_Coordinate annotation entries_.

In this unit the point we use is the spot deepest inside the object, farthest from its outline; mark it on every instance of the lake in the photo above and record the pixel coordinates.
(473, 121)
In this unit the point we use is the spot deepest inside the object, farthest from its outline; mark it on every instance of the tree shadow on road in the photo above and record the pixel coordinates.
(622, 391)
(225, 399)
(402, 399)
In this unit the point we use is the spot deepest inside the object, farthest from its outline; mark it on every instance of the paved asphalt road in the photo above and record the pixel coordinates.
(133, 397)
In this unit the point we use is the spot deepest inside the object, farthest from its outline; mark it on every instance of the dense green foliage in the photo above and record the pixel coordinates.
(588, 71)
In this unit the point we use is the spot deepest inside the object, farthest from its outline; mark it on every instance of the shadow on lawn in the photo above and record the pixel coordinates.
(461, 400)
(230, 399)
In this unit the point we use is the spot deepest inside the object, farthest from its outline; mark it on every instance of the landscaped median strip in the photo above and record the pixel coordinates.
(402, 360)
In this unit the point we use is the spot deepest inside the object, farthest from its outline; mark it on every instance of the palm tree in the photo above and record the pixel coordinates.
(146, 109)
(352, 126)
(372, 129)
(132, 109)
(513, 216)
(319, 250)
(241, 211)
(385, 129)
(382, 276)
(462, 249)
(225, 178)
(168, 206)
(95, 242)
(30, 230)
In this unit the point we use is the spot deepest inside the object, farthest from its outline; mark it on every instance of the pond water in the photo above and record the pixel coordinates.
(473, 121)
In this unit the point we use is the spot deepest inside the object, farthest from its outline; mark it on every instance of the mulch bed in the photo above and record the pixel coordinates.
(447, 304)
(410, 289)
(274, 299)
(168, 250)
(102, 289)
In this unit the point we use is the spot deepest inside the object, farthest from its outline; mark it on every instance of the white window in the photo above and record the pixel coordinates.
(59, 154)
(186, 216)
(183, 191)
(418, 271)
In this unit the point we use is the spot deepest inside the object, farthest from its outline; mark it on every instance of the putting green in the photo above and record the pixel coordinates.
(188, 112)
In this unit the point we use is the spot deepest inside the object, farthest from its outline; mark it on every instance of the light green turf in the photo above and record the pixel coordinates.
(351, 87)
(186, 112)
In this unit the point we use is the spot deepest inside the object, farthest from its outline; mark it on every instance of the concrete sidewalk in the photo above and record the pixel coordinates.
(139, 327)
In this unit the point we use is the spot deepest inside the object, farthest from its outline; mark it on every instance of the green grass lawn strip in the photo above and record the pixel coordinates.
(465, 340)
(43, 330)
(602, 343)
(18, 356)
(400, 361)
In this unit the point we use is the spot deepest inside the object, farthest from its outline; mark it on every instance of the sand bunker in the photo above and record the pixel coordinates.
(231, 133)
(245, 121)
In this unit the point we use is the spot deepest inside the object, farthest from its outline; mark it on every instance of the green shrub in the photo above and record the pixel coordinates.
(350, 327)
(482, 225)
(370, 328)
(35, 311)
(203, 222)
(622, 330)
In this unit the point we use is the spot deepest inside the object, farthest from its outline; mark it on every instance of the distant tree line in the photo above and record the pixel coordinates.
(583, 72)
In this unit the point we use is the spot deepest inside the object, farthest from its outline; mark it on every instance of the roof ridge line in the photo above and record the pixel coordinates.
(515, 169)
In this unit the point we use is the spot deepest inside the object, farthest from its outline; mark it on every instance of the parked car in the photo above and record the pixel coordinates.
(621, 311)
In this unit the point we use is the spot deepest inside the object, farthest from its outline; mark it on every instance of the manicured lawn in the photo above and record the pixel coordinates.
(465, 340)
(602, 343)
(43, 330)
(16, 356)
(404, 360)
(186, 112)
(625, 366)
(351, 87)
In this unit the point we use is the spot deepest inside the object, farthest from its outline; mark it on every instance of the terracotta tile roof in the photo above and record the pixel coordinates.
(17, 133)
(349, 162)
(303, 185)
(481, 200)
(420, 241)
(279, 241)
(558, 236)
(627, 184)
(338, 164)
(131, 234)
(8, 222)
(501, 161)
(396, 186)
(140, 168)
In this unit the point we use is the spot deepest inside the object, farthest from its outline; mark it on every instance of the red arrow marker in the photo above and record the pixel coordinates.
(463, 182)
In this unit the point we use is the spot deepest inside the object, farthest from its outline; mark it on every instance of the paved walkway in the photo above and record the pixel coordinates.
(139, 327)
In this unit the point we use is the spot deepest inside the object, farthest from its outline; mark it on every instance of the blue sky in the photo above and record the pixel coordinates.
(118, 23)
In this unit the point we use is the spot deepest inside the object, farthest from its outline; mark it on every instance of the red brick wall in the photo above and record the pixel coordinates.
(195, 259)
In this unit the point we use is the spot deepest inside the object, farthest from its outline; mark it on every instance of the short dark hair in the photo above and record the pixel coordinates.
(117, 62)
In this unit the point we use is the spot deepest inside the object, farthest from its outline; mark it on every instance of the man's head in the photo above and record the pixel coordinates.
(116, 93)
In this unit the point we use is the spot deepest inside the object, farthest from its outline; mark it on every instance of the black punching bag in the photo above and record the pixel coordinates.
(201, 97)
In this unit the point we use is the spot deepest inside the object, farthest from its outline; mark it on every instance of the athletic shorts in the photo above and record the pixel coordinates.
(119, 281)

_GOAL OF THE EXERCISE_. Reproduce the material above line for line, with no changes.

_EXERCISE OUTPUT_.
In this unit the point we use is the spot deepest inside the object, farthest from its outline; mark it on every instance of the lake in the photo above and record the pixel coordinates.
(473, 121)
In this unit the point we use is the spot deepest inside the object, farthest from its outline; mark it on every instance of the tree shadow on road in the photo above and record the pixel coordinates.
(622, 391)
(225, 399)
(402, 399)
In this unit the point we use is the spot deepest inside the object, farthest from its outline; mark it on every instance of the paved asphalt road in the photo above and record the pixel coordinates.
(133, 397)
In this unit the point we use is the spot deepest inside the object, farthest from its outline; mark it on every instance of the dense green foliage in the photo above and record the pixel coordinates.
(588, 71)
In this unit the point we use is the spot deepest inside the object, farthest from its outline; mark it on every instance of the shadow on lawn in the photo above and record the pixel coordinates.
(461, 400)
(230, 399)
In this unit the point we use is the spot deepest inside the object, farthest from its outline; mark it on every instance of the landscaped median strip in the photo above and record the pixel coordinates.
(402, 360)
In this unit the point we use is the spot deepest inside the object, farthest from its outline; mark it on every instance of the palm tree in the photo above and record the pixel coordinates.
(146, 109)
(352, 126)
(372, 129)
(132, 109)
(513, 216)
(319, 250)
(241, 211)
(385, 129)
(382, 276)
(462, 249)
(225, 178)
(168, 206)
(95, 242)
(30, 230)
In this unit the point we use is the spot deepest inside the object, farthest from its outline; mark it on every instance of the pond water in the photo above and record the pixel coordinates.
(473, 121)
In this unit the point we use is the spot deepest inside the object, farthest from its outline; mark it on every instance of the mulch bed in the photo above and record the pixel coordinates.
(447, 304)
(410, 289)
(274, 299)
(168, 250)
(102, 289)
In this unit the point we use is the spot deepest inside the object, farthest from its outline; mark it on every instance of the white window in the photo above and record the pixel coordinates.
(59, 154)
(186, 216)
(183, 191)
(418, 271)
In this unit the point we use is the spot deepest inside the object, farthest from its outline; mark it on every instance of the putting green in the photo above and record the pixel coordinates.
(188, 112)
In this unit the point we use is the spot deepest inside the object, farthest from its outline; mark it on every instance of the light green turf in the photo above and record the pixel coordinates.
(351, 87)
(186, 112)
In this unit the point we use is the spot deepest inside the object, farthest from its outline; mark it on every instance of the concrete sidewalk in the photo above and record the pixel coordinates.
(139, 327)
In this unit the point we use is the spot deepest inside the object, farthest from its outline; mark it on every instance of the green grass lawn strip in the photo above and record the pixel coordinates.
(465, 340)
(43, 330)
(602, 343)
(18, 356)
(400, 361)
In this unit the point we use is the spot deepest inside the object, farthest from its outline; mark it on every instance of the sand bunker in the photo above and record the pixel coordinates.
(231, 133)
(245, 121)
In this unit the point we use is the spot deepest inside the object, farthest from its outline; mark it on every instance of the green shrub in the photo above and record the pixel coordinates.
(350, 327)
(482, 225)
(370, 328)
(35, 311)
(203, 222)
(622, 330)
In this unit the point we use is the spot deepest inside the object, farthest from its outline; mark it on every instance of the distant tree line in the photo above and record the pixel coordinates.
(583, 72)
In this unit the point we use is the spot deepest inside the object, farthest from its outline; mark it on every instance of the roof ridge line in the photo above and record the pixel coordinates.
(515, 169)
In this unit the point we use is the spot deepest inside the object, farthest from its outline; mark it on every instance of the parked car in the photo above and record the pixel coordinates.
(621, 311)
In this unit the point we use is the spot deepest inside the object, farthest from its outline; mark it on every instance of the manicured lawn in the photo above and record the pixel coordinates.
(465, 340)
(602, 343)
(43, 330)
(16, 356)
(404, 360)
(186, 112)
(625, 366)
(351, 87)
In this unit the point we use is the spot deepest inside the object, farthest from its outline; mark it on every instance of the terracotta tile roof in the photo above and record the pixel coordinates.
(17, 133)
(349, 162)
(303, 185)
(481, 200)
(420, 241)
(279, 241)
(558, 236)
(627, 184)
(338, 164)
(131, 234)
(8, 222)
(501, 161)
(396, 186)
(140, 168)
In this unit the point we use is the spot deepest inside the object, farthest from its outline; mark it on every instance of the red arrow marker in the photo above and record the pixel coordinates.
(463, 182)
In this unit the point we use is the spot deepest inside the object, farthest from its outline; mark it on every instance of the paved walkway in the photo above and record the pixel coordinates.
(139, 327)
In this unit the point we use is the spot deepest inside the object, farthest from its outline; mark it on every instance of the blue sky in the photo above and record the pixel coordinates.
(118, 23)
In this unit the point we use is the spot deepest inside the object, farthest from its outline; mark it on every instance of the red brick wall in the photo above and record the pixel coordinates.
(195, 259)
In this unit the point we use is the spot deepest inside the object, farthest from its outline; mark it on every instance of the short dark hair in the photo above and record the pixel coordinates.
(117, 62)
In this unit the point we use is the spot deepest inside the object, farthest from its outline; mark it on every instance of the man's head in the photo above and record the pixel coordinates.
(116, 93)
In this unit the point we use is the spot deepest inside the object, farthest from its outline; mark it on every instance of the black punching bag in the photo above and record the pixel coordinates.
(201, 97)
In this unit the point we use is the spot deepest inside the object, farthest from its outline; mark it on every instance of the athletic shorts in the photo above and record the pixel coordinates.
(119, 281)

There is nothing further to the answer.